— WHAT THE EXERCISE ASKS —
Using the data below, copy every line that contains the word "tinted".

— RECORDED INFORMATION —
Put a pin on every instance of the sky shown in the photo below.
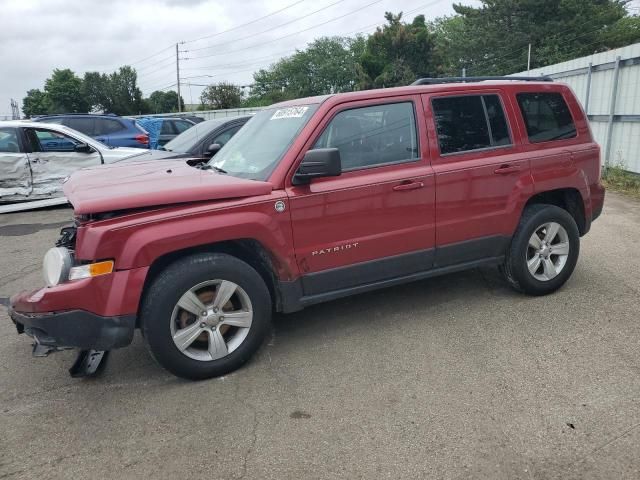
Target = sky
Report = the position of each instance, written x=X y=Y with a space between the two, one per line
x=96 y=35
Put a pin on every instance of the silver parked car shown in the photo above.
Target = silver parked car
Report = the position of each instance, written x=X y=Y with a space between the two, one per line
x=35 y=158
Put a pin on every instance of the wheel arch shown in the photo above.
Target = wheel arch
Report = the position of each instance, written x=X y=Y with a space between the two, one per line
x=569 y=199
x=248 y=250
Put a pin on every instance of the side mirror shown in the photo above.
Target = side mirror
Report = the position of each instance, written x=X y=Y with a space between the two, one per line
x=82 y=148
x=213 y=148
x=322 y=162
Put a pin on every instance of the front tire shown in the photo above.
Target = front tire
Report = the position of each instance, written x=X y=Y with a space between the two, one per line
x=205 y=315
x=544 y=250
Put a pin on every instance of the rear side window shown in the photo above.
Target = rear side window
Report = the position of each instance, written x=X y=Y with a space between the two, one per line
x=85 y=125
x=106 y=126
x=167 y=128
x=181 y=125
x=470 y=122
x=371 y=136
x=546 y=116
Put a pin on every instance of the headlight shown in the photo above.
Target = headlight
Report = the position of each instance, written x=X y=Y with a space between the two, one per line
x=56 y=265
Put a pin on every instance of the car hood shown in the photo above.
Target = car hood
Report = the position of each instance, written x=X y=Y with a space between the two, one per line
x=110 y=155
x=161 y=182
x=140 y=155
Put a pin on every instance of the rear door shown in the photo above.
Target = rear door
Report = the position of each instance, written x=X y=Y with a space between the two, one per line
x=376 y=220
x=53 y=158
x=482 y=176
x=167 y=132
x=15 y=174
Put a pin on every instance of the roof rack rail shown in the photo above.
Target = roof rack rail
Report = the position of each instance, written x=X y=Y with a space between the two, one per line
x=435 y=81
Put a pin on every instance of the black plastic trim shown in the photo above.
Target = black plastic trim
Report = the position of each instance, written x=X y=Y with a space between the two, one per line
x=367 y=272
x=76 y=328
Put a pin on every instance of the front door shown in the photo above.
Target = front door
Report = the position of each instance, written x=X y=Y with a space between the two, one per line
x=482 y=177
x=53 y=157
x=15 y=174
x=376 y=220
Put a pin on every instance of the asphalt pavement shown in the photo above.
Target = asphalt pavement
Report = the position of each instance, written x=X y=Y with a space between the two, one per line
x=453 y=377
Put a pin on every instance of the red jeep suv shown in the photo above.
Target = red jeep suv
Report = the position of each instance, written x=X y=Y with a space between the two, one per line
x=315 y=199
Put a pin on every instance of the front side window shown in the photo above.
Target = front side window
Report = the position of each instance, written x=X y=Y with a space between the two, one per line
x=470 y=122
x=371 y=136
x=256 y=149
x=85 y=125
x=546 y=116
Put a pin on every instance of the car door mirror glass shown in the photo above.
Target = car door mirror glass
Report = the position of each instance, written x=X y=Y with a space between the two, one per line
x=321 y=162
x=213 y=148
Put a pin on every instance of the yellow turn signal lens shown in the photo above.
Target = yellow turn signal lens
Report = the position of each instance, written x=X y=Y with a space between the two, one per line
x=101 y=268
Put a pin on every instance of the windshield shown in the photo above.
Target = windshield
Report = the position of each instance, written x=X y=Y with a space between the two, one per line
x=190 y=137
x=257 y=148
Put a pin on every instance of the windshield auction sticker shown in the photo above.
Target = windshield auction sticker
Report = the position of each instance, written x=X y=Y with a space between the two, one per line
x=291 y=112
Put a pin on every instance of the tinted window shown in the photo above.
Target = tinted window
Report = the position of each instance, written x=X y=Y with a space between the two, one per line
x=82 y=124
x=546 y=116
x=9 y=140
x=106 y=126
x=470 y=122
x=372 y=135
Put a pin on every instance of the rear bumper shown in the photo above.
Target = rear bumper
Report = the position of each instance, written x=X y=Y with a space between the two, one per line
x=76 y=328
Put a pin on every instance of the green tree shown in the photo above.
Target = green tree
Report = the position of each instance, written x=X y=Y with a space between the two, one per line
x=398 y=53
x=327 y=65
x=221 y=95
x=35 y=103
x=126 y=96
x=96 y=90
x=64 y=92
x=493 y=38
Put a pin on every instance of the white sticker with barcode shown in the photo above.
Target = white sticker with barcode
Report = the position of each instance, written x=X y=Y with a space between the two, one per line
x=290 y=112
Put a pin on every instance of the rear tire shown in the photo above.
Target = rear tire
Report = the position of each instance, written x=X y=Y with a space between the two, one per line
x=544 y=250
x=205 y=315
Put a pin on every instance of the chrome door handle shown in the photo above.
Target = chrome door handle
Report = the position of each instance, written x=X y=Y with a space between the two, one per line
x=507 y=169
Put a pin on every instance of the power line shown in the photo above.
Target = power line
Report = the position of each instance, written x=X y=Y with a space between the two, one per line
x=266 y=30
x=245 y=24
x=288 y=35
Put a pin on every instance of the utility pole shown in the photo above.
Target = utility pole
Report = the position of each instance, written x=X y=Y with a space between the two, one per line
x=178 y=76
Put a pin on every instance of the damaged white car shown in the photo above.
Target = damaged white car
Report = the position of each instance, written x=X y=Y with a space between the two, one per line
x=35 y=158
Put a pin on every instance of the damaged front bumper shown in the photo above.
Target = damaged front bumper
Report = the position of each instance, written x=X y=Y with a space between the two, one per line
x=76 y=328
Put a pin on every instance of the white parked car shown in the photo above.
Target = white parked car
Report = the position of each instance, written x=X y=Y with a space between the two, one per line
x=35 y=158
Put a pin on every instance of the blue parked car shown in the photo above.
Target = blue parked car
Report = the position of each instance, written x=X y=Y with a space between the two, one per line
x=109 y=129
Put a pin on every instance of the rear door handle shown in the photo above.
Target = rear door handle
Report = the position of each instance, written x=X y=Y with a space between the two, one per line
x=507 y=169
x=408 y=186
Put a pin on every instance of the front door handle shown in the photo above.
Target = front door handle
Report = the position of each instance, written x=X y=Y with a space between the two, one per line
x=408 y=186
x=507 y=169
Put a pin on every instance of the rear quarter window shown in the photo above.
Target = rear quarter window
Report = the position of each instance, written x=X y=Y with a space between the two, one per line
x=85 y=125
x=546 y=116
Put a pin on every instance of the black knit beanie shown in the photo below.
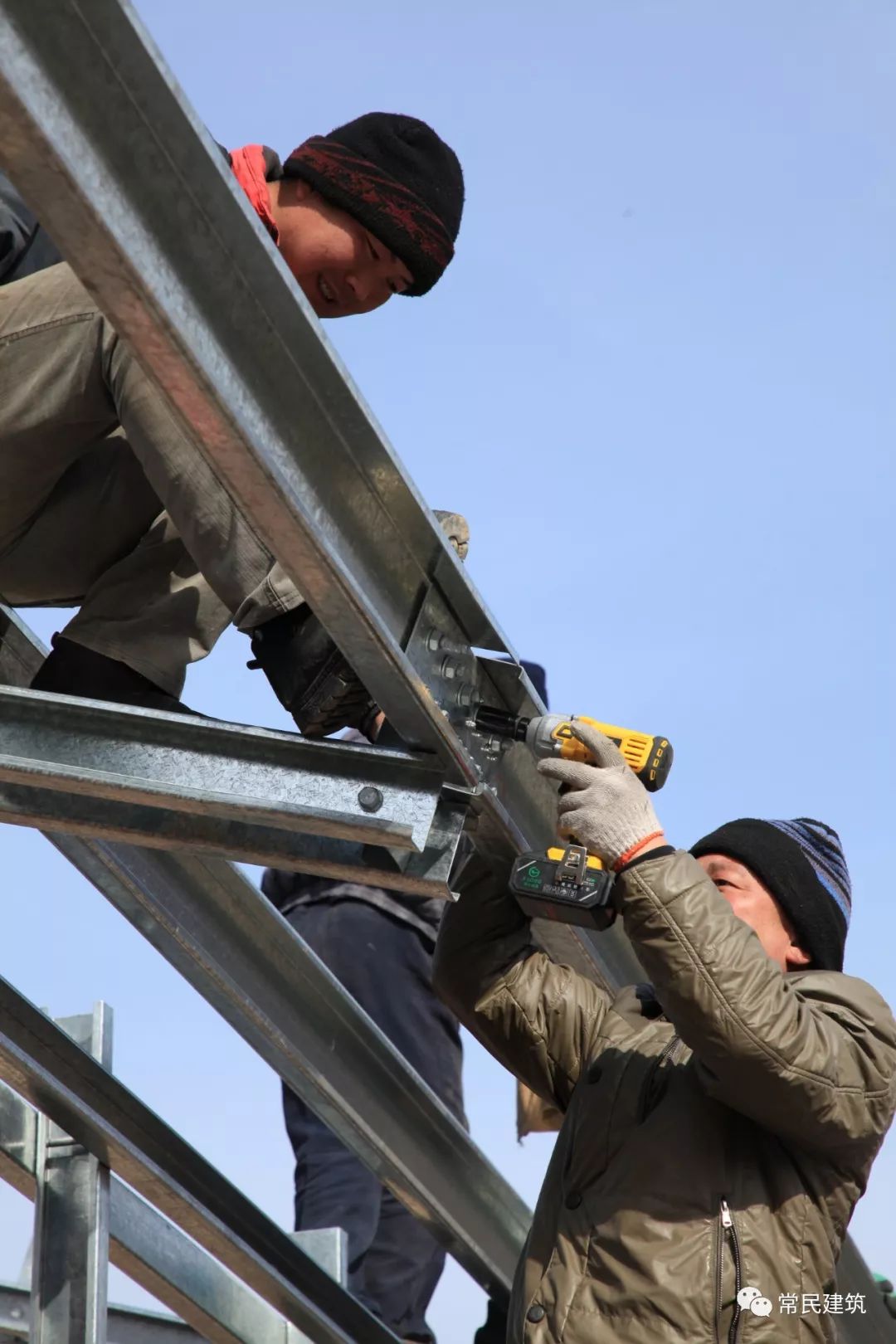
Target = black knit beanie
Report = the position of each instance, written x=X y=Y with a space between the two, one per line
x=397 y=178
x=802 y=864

--

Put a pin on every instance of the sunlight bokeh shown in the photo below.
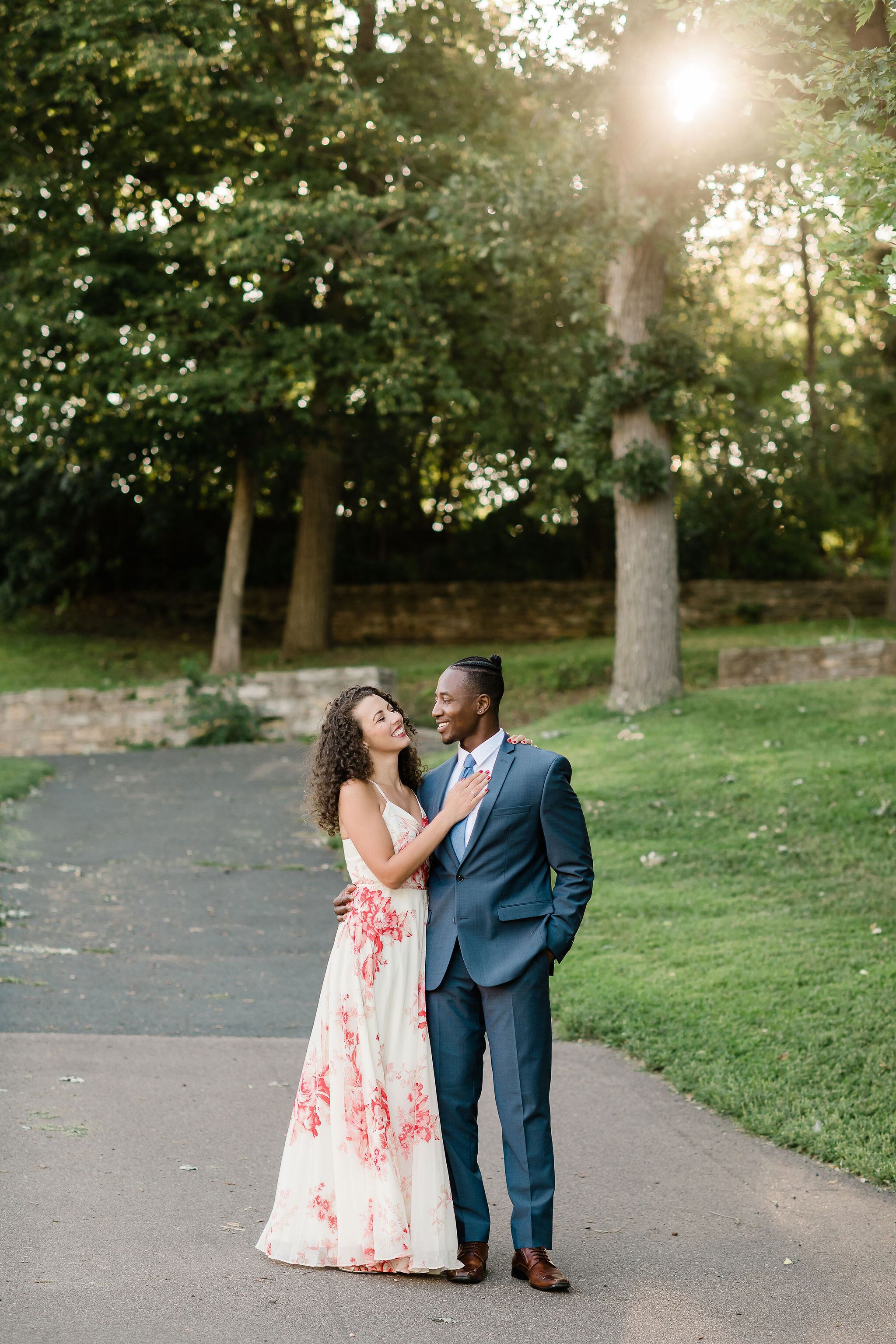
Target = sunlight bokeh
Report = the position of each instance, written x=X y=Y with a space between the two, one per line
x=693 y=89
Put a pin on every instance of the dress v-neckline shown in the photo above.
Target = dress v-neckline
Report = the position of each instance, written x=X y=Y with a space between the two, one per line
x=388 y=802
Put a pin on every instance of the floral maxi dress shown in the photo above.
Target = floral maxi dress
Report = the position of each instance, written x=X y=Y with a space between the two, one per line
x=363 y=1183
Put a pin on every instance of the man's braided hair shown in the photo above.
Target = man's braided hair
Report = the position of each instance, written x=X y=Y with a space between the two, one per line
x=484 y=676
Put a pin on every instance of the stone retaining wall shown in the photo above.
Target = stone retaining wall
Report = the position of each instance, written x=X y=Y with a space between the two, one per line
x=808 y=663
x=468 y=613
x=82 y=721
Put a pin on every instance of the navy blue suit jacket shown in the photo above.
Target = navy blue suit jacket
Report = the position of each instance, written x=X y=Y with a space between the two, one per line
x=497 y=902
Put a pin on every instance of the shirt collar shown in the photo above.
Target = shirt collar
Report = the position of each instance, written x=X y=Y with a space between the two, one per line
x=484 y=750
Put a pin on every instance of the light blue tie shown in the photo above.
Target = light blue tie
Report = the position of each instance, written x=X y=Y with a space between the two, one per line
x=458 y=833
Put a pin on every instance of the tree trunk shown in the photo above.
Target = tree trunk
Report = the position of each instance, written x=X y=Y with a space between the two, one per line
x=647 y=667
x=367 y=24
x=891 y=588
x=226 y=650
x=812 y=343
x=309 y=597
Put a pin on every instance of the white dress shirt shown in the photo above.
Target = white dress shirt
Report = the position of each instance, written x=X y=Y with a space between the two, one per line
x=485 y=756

--

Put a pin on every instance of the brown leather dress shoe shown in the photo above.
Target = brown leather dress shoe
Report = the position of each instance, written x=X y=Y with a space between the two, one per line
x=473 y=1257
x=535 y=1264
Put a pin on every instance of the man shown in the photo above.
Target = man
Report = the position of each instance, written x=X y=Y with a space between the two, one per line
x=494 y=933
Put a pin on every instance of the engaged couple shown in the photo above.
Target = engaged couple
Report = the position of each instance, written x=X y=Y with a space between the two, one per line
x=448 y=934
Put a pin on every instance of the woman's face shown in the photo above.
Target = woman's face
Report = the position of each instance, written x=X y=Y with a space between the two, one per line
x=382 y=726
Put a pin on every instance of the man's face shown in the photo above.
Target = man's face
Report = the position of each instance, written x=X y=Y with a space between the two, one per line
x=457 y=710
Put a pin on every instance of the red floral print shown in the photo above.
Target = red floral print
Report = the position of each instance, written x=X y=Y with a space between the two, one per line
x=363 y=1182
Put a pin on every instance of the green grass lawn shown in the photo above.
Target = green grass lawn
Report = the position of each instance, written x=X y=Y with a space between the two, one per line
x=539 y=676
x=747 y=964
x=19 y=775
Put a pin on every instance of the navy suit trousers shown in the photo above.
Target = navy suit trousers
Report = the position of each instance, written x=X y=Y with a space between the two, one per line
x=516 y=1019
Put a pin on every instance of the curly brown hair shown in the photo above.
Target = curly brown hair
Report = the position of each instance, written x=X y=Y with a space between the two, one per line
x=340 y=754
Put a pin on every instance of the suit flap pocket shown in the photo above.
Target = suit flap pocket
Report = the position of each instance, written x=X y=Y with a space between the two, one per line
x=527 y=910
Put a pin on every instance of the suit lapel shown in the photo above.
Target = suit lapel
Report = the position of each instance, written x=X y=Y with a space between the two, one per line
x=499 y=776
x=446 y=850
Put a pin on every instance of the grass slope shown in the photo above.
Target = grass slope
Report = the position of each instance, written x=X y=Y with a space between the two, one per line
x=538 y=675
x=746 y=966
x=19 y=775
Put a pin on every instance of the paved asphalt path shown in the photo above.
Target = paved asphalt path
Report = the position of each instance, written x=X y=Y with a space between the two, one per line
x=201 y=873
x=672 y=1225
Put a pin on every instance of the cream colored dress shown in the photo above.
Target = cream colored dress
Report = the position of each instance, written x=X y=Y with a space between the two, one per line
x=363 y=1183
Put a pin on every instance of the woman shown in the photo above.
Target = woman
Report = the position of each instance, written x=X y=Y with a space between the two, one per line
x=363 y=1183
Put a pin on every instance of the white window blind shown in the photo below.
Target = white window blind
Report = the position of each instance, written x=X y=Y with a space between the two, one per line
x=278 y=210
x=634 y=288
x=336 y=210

— COMPLETED TASK —
Put a pin on every instance of the tinted window shown in the photo above.
Target = tinted window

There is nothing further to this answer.